> _WORK REQUEST_
Everything in the listing below must be duplicated exactly.

:::

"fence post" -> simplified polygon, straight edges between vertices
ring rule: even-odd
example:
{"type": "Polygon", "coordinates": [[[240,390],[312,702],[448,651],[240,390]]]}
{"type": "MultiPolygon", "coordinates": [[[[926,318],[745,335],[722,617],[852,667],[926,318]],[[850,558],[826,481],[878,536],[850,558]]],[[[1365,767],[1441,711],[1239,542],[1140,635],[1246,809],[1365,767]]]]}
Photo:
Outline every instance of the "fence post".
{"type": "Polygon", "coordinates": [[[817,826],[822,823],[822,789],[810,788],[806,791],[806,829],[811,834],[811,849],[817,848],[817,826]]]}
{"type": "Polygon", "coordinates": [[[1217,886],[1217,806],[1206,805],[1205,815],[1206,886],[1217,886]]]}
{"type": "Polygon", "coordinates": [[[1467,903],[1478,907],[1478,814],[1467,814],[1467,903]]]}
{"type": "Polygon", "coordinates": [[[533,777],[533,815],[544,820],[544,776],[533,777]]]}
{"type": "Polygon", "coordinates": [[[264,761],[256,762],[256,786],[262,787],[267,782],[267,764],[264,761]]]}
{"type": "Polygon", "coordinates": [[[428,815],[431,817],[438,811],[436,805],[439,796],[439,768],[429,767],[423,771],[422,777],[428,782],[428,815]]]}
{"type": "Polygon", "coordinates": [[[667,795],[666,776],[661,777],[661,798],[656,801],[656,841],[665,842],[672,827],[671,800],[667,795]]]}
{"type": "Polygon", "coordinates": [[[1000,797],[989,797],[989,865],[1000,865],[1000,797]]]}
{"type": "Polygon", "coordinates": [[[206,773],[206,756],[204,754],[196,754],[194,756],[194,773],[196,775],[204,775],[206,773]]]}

:::

> _EXERCISE RESPONSE_
"fence post" -> simplified polygon, straight edges between vertices
ring rule: even-odd
example:
{"type": "Polygon", "coordinates": [[[240,390],[312,702],[448,651],[240,390]]]}
{"type": "MultiPolygon", "coordinates": [[[[926,318],[745,335],[722,617],[852,667],[926,318]],[[850,558],[826,481],[878,536],[850,558]]],[[[1365,767],[1441,711],[1239,542],[1140,635],[1246,809],[1365,767]]]]}
Photo:
Outline every instance of the "fence post".
{"type": "Polygon", "coordinates": [[[817,826],[822,823],[822,789],[810,788],[806,791],[806,829],[811,834],[811,849],[817,848],[817,826]]]}
{"type": "Polygon", "coordinates": [[[1217,886],[1217,806],[1206,805],[1205,815],[1206,886],[1217,886]]]}
{"type": "Polygon", "coordinates": [[[1467,903],[1478,907],[1478,814],[1467,814],[1467,903]]]}
{"type": "Polygon", "coordinates": [[[533,777],[533,815],[544,820],[544,776],[533,777]]]}
{"type": "Polygon", "coordinates": [[[264,761],[256,762],[256,786],[262,787],[267,782],[267,764],[264,761]]]}
{"type": "Polygon", "coordinates": [[[428,815],[431,817],[438,811],[436,805],[439,796],[439,768],[429,767],[423,771],[422,777],[428,782],[428,815]]]}
{"type": "Polygon", "coordinates": [[[667,795],[666,776],[661,777],[661,798],[656,801],[656,841],[665,842],[672,827],[671,800],[667,795]]]}
{"type": "Polygon", "coordinates": [[[1000,797],[989,797],[989,865],[1000,865],[1000,797]]]}
{"type": "Polygon", "coordinates": [[[206,773],[206,756],[204,754],[196,754],[194,756],[194,773],[196,775],[204,775],[206,773]]]}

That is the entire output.